Des scientifiques britanniques demandent l’autorisation de modifier génétiquement des embryons humains

Un groupe de chercheurs britanniques spécialisés dans les cellules souches a demandé l’autorisation de modifier génétiquement des embryons humains dans le but de mieux comprendre ce qui se passe dans les premiers stades du développement humain et, espérons-le, de réduire le nombre de fausses couches.

La demande sera “examinée en temps utile”, selon l’organisme de réglementation local, la Human Fertilisation and Embryology Authority (HFEA).

Cette demande intervient quelques mois seulement après que des chercheurs chinois ont admis avoir modifié les gènes d’embryons humains pour tenter d’éliminer une maladie génétique du sang. Cette modification des gènes d’un embryon à des fins thérapeutiques est illégale dans la plupart des autres régions du monde, car on craint que des personnes n’utilisent cette technologie pour créer des “bébés sur mesure”. Mais au Royaume-Uni, il est possible de le faire à des fins de recherche avec l’autorisation de la HFEA.

Des chercheurs ont demandé cette autorisation pour la première fois et, si elle est accordée, ce sera la première fois qu’un organisme de réglementation national autorisera ce type de travail.

Les chercheurs du Francis Crick Institute de Londres affirment que leurs travaux permettront “d’améliorer le développement des embryons après une fécondation in vitro (FIV) et pourraient fournir de meilleurs traitements cliniques de l’infertilité”. Les embryons qu’ils ont l’intention d’utiliser seraient donnés par des couples qui ont un excédent d’embryons lors d’une FIV. Il est important de noter que ces embryons ne seront pas cultivés à terme ; ils seront simplement utilisés pour étudier les premiers stades du développement embryonnaire avant d’être détruits.

★ ★ ★

* CONSIGNES *
A: Dans l’article sur les embryons humains, renommez « chercheurs » en « scientifiques », puis recopiez le passage qui débute aux mots « Des chercheurs ont » et s’arrête après « avant d’être détruits. ».
B: Poursuivez l’article sur les embryons humains à la suite de sa dernière phrase.

Données recueillies
★ ★ ★

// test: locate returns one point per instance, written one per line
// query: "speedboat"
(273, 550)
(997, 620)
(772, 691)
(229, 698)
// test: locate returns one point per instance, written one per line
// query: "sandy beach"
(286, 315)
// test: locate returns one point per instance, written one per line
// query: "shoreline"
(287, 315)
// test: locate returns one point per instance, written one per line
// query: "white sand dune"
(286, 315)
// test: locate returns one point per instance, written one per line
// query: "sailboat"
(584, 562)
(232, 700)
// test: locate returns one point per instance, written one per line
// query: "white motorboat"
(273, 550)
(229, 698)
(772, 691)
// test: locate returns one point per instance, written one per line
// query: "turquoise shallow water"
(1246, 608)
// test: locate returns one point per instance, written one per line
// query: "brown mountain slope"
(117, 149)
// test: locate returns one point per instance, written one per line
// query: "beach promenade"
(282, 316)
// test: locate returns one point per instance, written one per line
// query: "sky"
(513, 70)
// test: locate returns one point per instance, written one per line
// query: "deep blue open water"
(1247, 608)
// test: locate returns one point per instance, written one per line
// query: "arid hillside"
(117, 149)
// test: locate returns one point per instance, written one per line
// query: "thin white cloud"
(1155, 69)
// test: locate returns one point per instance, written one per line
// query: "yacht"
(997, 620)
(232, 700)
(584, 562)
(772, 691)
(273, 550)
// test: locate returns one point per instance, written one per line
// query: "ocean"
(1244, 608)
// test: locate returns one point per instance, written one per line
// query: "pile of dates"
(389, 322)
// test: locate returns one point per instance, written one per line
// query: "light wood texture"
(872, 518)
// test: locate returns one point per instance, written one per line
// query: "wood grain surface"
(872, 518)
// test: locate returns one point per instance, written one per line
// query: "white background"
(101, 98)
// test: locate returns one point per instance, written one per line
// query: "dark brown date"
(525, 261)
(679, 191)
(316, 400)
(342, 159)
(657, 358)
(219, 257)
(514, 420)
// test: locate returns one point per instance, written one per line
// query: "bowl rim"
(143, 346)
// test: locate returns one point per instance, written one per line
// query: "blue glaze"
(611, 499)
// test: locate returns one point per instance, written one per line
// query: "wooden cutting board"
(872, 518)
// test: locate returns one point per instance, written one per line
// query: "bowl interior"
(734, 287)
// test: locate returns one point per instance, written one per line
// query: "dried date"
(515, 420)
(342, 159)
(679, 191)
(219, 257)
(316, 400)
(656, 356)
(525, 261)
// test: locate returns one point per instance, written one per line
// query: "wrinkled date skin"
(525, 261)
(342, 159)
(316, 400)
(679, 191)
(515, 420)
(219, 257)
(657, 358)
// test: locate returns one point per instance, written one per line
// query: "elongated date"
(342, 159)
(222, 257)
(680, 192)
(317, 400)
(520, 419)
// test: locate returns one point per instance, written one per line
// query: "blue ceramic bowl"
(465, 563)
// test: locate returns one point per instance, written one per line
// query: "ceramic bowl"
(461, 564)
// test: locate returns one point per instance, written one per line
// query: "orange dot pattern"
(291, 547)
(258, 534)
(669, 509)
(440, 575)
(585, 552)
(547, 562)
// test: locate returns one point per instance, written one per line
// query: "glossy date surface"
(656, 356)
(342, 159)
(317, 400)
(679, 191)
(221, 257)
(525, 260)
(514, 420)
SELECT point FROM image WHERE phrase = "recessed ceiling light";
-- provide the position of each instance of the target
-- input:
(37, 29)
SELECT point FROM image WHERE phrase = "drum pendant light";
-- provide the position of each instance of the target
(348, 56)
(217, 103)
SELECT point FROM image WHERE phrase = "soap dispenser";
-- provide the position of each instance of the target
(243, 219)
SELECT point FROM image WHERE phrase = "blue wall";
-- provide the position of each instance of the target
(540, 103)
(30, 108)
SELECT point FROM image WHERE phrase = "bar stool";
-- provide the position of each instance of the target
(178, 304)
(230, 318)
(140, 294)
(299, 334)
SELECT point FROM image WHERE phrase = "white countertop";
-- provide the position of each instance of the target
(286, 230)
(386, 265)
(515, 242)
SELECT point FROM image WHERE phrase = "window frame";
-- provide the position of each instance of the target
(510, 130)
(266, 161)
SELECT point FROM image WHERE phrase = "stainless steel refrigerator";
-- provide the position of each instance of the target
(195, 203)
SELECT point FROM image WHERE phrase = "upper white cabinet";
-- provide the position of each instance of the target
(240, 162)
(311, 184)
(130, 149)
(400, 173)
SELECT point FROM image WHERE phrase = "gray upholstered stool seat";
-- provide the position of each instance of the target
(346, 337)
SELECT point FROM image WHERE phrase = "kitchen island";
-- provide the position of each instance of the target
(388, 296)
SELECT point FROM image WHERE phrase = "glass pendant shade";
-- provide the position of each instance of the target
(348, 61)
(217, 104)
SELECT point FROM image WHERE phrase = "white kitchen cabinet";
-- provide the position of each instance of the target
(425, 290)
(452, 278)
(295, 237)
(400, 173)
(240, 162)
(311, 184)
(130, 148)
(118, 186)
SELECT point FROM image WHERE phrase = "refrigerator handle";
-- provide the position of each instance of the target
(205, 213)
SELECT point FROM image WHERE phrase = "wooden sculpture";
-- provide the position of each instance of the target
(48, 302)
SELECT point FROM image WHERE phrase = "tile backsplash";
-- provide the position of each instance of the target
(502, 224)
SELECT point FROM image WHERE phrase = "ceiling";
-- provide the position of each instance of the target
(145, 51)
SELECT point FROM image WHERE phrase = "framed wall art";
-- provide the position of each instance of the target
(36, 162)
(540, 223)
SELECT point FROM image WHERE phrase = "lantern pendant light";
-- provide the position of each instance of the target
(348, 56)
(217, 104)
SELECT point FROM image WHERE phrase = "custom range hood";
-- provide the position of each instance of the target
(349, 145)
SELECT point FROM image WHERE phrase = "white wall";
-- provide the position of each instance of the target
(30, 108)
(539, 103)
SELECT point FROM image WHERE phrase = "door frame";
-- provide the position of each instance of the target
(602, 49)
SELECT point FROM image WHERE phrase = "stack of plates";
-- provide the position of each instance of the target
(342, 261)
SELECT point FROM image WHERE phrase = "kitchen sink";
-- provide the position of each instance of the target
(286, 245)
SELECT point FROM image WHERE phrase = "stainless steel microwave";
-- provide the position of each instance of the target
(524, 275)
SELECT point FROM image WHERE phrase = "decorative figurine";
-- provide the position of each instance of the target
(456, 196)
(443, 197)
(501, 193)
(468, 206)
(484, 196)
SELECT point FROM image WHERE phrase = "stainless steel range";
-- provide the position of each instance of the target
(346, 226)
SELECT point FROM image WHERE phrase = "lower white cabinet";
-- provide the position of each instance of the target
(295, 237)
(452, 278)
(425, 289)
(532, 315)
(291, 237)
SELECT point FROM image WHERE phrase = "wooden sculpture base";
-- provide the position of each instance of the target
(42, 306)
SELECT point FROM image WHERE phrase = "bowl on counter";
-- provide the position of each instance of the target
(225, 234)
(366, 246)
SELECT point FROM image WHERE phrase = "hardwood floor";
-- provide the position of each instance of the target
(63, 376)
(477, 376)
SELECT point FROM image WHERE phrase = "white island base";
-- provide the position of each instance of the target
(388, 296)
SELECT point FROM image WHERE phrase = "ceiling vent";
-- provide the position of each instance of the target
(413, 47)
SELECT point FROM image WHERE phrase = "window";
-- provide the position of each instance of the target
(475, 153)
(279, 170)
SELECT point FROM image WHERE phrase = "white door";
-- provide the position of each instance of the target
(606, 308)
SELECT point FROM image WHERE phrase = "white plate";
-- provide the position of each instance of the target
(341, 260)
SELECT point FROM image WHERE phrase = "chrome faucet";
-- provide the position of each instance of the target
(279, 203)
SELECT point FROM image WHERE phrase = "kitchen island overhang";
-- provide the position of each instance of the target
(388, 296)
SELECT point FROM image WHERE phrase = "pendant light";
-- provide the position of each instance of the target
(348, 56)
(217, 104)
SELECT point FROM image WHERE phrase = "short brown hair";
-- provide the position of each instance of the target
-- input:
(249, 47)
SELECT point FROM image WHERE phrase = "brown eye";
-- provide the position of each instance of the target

★ ★ ★

* RÉPONSES NUMÉROTÉES *
A:
Des scientifiques ont demandé cette autorisation pour la première fois et, si elle est accordée, ce sera la première fois qu’un organisme de réglementation national autorisera ce type de travail.

Les scientifiques du Francis Crick Institute de Londres affirment que leurs travaux permettront “d’améliorer le développement des embryons après une fécondation in vitro (FIV) et pourraient fournir de meilleurs traitements cliniques de l’infertilité”. Les embryons qu’ils ont l’intention d’utiliser seraient donnés par des couples qui ont un excédent d’embryons lors d’une FIV. Il est important de noter que ces embryons ne seront pas cultivés à terme ; ils seront simplement utilisés pour étudier les premiers stades du développement embryonnaire avant d’être détruits.

B:
L’équipe utilisera un outil d’édition génétique connu sous le nom de CRISPR/Cas9 pour activer ou désactiver certains gènes dans des embryons humains à un stade très précoce, puis étudiera les effets de ces changements sur le développement de l’embryon. “Il est essentiel d’étudier la fonction de ces gènes humains dans le contexte de l’embryon afin de comprendre pleinement leurs rôles”, a déclaré Kathy Niakan, chef de groupe, à Ian Sample, du Guardian.

La technique CRISPR/Cas9 fonctionne en quelque sorte comme un outil biologique de “couper-coller” : les chercheurs utilisent une protéine pour rechercher un gène particulier et le couper du génome, en le remplaçant par l’ADN de leur choix – par exemple, ils peuvent remplacer un gène défectueux par un gène sain. Cette technique existe depuis trois ans, mais ces derniers mois, elle est devenue beaucoup moins chère et plus facile à utiliser.

C’est la même technique que les chercheurs chinois ont utilisée pour modifier le génome de leurs embryons et, en conséquence, de fortes pressions ont été exercées en faveur d’un moratoire – ou d’une interdiction – de toute recherche utilisant CRISPR/Cas9. La crainte est que, si ces embryons pouvaient être cultivés jusqu’à leur terme, leurs nouvelles caractéristiques seraient héréditaires et que les chercheurs auraient franchi une limite éthique majeure. Une interdiction pure et simple a déjà été mise en place aux États-Unis.

Mais au début du mois, un groupe de scientifiques de premier plan a publié une déclaration commune contre le moratoire, suggérant que la technique CRISPR/Cas9 pourrait également être incroyablement utile aux chercheurs. “Nous pensons que les technologies d’édition du génome peuvent avoir un potentiel important d’application clinique à l’avenir ; et nous serions disposés à soutenir le développement de nouvelles approches thérapeutiques si les preuves issues de la recherche progressaient suffisamment pour justifier leur utilisation”, ont-ils écrit dans leur déclaration.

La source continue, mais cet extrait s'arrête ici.